How many lines in the records below contain the string "clouds"? Matching is case-sensitive; reply with the number only.
'''
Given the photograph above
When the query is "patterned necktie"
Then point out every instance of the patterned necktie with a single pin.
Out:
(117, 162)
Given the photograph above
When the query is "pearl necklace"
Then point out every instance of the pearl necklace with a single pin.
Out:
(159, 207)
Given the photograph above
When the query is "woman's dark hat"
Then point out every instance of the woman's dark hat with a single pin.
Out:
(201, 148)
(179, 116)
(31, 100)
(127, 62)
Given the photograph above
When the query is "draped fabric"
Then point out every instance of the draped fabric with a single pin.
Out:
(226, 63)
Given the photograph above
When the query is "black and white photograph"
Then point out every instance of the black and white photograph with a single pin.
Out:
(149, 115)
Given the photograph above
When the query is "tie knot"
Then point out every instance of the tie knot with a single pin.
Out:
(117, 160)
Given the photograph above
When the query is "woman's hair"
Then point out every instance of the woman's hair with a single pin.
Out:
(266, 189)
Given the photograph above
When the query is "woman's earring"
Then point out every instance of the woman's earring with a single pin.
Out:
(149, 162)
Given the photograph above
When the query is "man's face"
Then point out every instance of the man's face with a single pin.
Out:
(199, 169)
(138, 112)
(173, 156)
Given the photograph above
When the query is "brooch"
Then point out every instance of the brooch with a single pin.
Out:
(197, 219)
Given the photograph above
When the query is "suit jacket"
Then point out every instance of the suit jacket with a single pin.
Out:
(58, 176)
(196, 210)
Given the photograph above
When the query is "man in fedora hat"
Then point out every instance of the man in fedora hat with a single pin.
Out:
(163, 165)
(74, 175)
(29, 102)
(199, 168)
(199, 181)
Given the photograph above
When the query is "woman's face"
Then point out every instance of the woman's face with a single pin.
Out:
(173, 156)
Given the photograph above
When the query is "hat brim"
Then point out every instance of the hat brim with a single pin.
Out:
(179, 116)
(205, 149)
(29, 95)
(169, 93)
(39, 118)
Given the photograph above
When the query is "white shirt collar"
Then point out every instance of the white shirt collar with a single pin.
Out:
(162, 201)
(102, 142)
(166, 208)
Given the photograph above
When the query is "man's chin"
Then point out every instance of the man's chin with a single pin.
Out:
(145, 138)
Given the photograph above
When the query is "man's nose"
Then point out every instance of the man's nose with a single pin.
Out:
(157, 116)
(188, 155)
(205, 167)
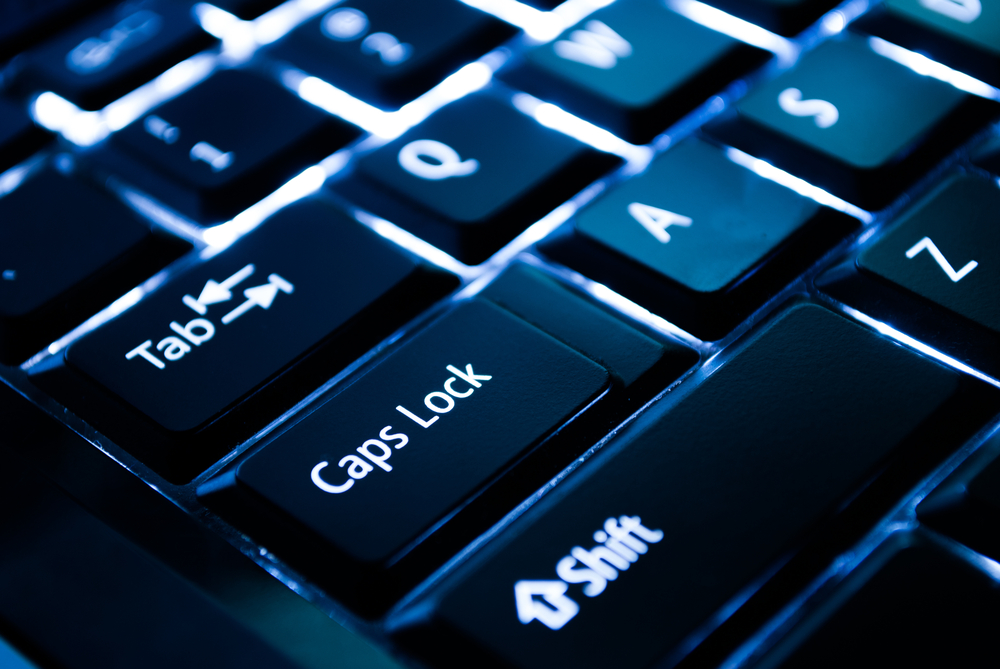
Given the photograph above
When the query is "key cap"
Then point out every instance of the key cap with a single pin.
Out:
(117, 50)
(634, 68)
(19, 137)
(964, 34)
(67, 250)
(273, 316)
(699, 239)
(852, 122)
(935, 273)
(373, 470)
(924, 608)
(221, 165)
(389, 52)
(467, 190)
(785, 17)
(663, 528)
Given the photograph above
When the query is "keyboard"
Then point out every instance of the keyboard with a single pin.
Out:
(491, 333)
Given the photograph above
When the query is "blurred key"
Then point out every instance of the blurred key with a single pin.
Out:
(935, 273)
(100, 60)
(374, 469)
(924, 608)
(66, 251)
(699, 239)
(853, 122)
(19, 136)
(964, 34)
(230, 141)
(643, 546)
(299, 290)
(634, 68)
(388, 52)
(473, 176)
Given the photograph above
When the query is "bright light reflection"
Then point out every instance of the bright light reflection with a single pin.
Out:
(558, 119)
(772, 173)
(221, 236)
(892, 332)
(710, 17)
(925, 66)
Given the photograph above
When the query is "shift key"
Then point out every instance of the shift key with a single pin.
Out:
(375, 470)
(217, 353)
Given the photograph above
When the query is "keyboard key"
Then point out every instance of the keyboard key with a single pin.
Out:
(276, 314)
(408, 445)
(100, 60)
(699, 239)
(855, 123)
(935, 273)
(224, 165)
(634, 68)
(656, 534)
(473, 176)
(388, 52)
(785, 17)
(19, 136)
(66, 251)
(964, 35)
(924, 608)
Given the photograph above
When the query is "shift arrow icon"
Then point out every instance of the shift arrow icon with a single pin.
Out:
(556, 610)
(260, 296)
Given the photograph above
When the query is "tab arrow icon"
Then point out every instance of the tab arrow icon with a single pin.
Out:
(214, 293)
(260, 296)
(557, 609)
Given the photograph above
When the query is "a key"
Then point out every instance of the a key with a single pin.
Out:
(473, 176)
(699, 239)
(853, 122)
(227, 143)
(19, 137)
(785, 17)
(388, 52)
(372, 471)
(925, 607)
(964, 34)
(634, 68)
(664, 528)
(280, 311)
(935, 273)
(67, 249)
(117, 50)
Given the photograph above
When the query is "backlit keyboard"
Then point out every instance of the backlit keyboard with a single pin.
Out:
(488, 333)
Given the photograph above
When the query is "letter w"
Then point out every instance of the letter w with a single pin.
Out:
(597, 46)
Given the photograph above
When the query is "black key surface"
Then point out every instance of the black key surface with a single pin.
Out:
(473, 176)
(67, 250)
(696, 501)
(184, 357)
(634, 68)
(964, 34)
(117, 50)
(388, 52)
(699, 239)
(934, 273)
(924, 609)
(404, 447)
(785, 17)
(19, 136)
(230, 141)
(853, 122)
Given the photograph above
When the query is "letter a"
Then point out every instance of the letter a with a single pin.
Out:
(656, 221)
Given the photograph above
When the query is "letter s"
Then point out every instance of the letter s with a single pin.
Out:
(403, 439)
(791, 102)
(323, 485)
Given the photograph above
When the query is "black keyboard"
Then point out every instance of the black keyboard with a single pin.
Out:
(500, 334)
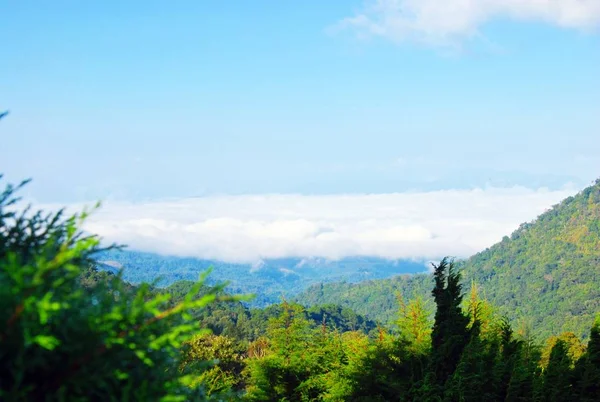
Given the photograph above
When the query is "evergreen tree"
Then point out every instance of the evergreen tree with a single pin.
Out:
(450, 333)
(64, 337)
(557, 376)
(589, 385)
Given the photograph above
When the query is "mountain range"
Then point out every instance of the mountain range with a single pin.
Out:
(545, 275)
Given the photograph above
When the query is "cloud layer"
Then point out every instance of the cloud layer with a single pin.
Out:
(250, 228)
(446, 22)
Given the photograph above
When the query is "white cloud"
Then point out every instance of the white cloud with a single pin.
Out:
(250, 228)
(449, 21)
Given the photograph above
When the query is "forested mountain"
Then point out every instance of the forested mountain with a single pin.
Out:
(269, 280)
(71, 332)
(546, 275)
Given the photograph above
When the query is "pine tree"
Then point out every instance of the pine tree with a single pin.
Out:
(589, 388)
(450, 333)
(557, 376)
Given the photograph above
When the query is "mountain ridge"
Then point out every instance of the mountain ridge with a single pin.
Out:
(546, 274)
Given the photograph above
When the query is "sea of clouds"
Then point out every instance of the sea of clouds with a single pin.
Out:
(249, 228)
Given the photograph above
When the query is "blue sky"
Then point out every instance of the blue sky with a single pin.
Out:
(145, 100)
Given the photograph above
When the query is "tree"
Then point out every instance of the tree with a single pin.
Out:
(557, 376)
(589, 387)
(450, 334)
(63, 341)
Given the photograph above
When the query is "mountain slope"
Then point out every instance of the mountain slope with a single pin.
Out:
(547, 273)
(269, 281)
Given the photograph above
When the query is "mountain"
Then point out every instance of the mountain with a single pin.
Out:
(547, 273)
(269, 280)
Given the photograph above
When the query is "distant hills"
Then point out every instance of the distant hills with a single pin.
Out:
(545, 275)
(269, 280)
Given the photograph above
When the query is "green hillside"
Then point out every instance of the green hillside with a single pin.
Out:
(546, 274)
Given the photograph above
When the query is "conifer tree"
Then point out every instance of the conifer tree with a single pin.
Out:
(589, 385)
(557, 376)
(449, 334)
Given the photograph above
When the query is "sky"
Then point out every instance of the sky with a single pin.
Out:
(136, 103)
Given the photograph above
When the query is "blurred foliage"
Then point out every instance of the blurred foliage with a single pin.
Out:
(70, 333)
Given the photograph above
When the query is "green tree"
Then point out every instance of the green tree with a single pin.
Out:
(450, 333)
(61, 341)
(589, 385)
(557, 376)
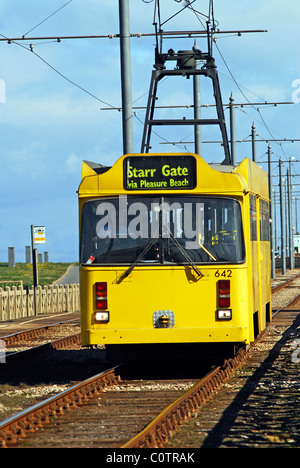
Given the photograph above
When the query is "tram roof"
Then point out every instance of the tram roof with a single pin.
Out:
(247, 176)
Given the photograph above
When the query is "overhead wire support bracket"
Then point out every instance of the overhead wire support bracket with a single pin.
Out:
(184, 68)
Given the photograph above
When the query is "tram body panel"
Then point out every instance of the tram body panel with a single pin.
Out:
(187, 303)
(136, 304)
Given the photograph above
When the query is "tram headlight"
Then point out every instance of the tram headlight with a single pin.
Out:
(102, 317)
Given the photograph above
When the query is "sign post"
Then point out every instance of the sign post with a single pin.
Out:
(38, 236)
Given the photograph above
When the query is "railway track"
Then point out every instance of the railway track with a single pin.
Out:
(81, 427)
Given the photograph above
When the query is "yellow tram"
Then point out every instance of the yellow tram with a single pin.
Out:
(174, 253)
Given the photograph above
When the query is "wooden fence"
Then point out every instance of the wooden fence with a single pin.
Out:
(16, 302)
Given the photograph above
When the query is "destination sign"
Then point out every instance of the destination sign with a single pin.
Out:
(160, 172)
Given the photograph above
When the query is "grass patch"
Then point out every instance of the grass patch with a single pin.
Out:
(47, 273)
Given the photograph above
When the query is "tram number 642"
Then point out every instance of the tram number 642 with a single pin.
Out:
(223, 273)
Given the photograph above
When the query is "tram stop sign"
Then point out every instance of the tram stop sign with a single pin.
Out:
(39, 235)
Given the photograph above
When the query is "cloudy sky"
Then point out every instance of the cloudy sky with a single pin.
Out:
(57, 99)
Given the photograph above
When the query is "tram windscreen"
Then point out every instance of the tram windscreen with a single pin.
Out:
(164, 230)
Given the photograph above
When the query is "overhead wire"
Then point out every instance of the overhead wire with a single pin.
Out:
(52, 14)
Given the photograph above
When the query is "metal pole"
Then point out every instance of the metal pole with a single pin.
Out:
(126, 84)
(197, 104)
(283, 257)
(273, 274)
(291, 234)
(253, 132)
(232, 130)
(287, 238)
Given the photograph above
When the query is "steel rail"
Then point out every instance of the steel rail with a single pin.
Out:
(14, 428)
(156, 434)
(34, 332)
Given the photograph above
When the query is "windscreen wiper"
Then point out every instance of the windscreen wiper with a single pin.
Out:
(137, 260)
(186, 256)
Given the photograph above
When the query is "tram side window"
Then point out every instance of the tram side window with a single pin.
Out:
(253, 227)
(264, 220)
'''
* _Result of this exercise_: 2